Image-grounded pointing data
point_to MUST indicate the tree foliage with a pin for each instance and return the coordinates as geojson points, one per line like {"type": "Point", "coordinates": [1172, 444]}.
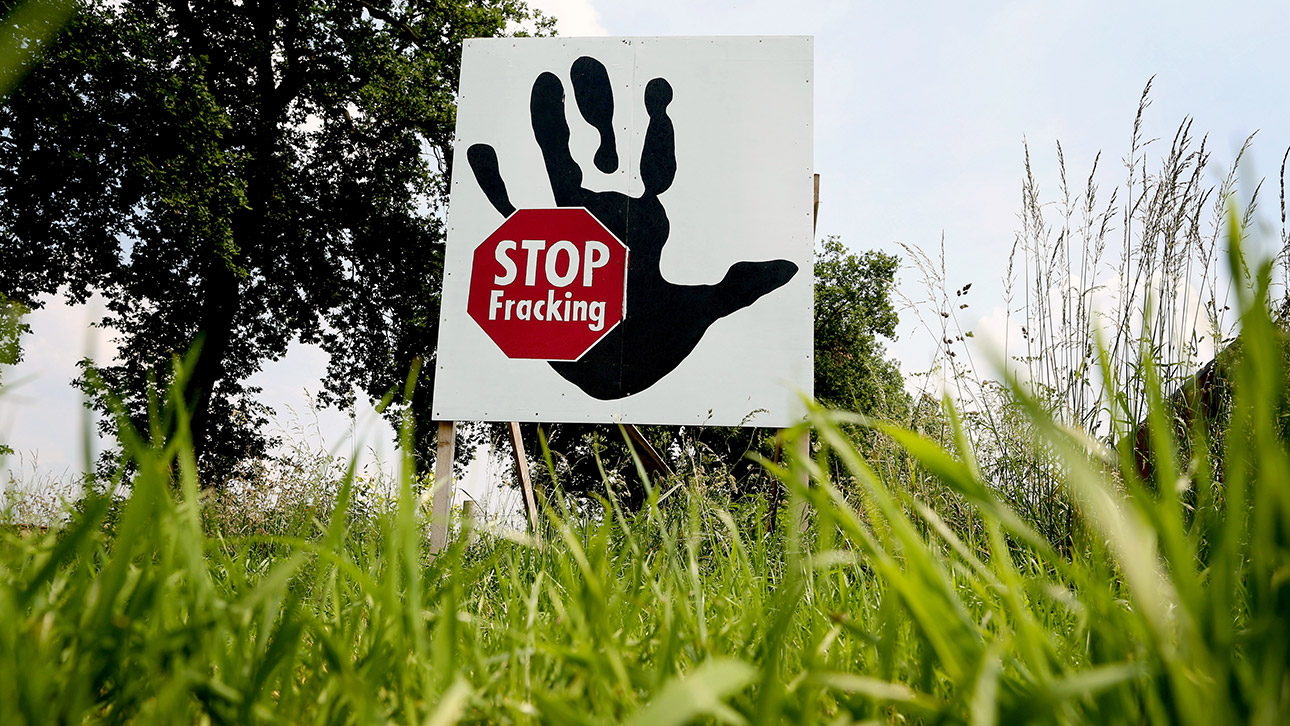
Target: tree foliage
{"type": "Point", "coordinates": [853, 308]}
{"type": "Point", "coordinates": [236, 176]}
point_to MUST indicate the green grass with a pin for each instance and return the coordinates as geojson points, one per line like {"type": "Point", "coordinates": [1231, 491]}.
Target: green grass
{"type": "Point", "coordinates": [1166, 604]}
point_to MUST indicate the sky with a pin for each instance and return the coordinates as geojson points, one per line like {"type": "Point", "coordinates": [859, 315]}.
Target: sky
{"type": "Point", "coordinates": [921, 112]}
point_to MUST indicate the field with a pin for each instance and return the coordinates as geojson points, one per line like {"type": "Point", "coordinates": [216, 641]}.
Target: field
{"type": "Point", "coordinates": [901, 586]}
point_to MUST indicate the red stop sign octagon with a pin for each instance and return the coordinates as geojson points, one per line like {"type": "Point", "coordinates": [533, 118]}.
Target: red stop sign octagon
{"type": "Point", "coordinates": [548, 284]}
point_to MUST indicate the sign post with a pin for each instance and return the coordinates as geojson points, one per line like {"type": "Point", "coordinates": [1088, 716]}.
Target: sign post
{"type": "Point", "coordinates": [630, 235]}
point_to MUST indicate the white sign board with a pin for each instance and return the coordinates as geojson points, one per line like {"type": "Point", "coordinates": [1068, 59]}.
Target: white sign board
{"type": "Point", "coordinates": [630, 232]}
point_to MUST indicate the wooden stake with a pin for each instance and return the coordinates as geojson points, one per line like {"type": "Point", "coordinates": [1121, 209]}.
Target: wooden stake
{"type": "Point", "coordinates": [804, 442]}
{"type": "Point", "coordinates": [441, 503]}
{"type": "Point", "coordinates": [649, 455]}
{"type": "Point", "coordinates": [521, 470]}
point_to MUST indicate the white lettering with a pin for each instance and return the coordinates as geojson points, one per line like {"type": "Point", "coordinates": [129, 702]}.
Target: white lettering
{"type": "Point", "coordinates": [597, 255]}
{"type": "Point", "coordinates": [554, 307]}
{"type": "Point", "coordinates": [530, 266]}
{"type": "Point", "coordinates": [570, 272]}
{"type": "Point", "coordinates": [494, 303]}
{"type": "Point", "coordinates": [503, 258]}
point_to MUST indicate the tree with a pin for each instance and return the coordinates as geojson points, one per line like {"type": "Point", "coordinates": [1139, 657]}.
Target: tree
{"type": "Point", "coordinates": [12, 329]}
{"type": "Point", "coordinates": [853, 308]}
{"type": "Point", "coordinates": [235, 176]}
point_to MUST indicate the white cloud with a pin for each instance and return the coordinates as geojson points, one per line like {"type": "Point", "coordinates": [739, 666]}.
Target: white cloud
{"type": "Point", "coordinates": [573, 17]}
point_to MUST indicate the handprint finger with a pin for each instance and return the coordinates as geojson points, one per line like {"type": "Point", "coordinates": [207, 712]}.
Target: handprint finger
{"type": "Point", "coordinates": [551, 130]}
{"type": "Point", "coordinates": [596, 103]}
{"type": "Point", "coordinates": [483, 159]}
{"type": "Point", "coordinates": [658, 156]}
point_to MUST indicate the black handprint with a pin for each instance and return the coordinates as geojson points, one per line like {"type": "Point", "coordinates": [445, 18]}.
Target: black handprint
{"type": "Point", "coordinates": [663, 321]}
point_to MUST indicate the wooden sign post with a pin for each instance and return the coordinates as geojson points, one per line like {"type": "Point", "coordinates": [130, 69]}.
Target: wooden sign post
{"type": "Point", "coordinates": [441, 502]}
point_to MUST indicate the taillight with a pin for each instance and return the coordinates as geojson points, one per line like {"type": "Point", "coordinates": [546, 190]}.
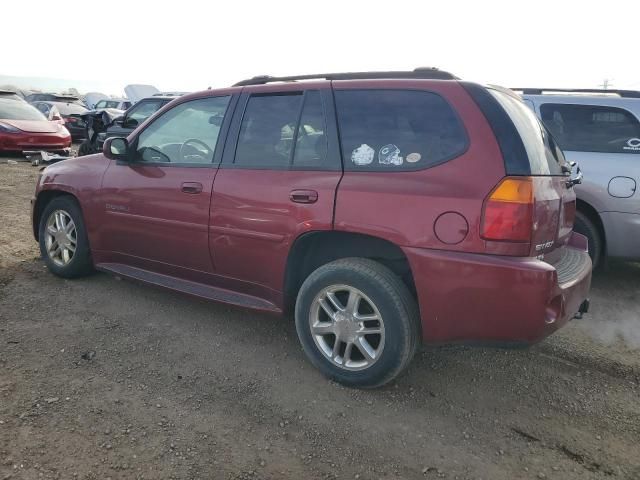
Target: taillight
{"type": "Point", "coordinates": [508, 211]}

### Problem statement
Of the lines above, output exactly those from the line bearing "point_to MUST indicate the sky" through the line bearing "point_to MUST indicate the field", inclusive.

### Exercise response
point_to MUST indicate the sky with a pin for each instance and return the coordinates as geojson points, one per line like {"type": "Point", "coordinates": [859, 315]}.
Target: sky
{"type": "Point", "coordinates": [921, 112]}
point_to MUST indicate the field with a pin for each instance and return the coordinates as geojson points, one per line like {"type": "Point", "coordinates": [216, 641]}.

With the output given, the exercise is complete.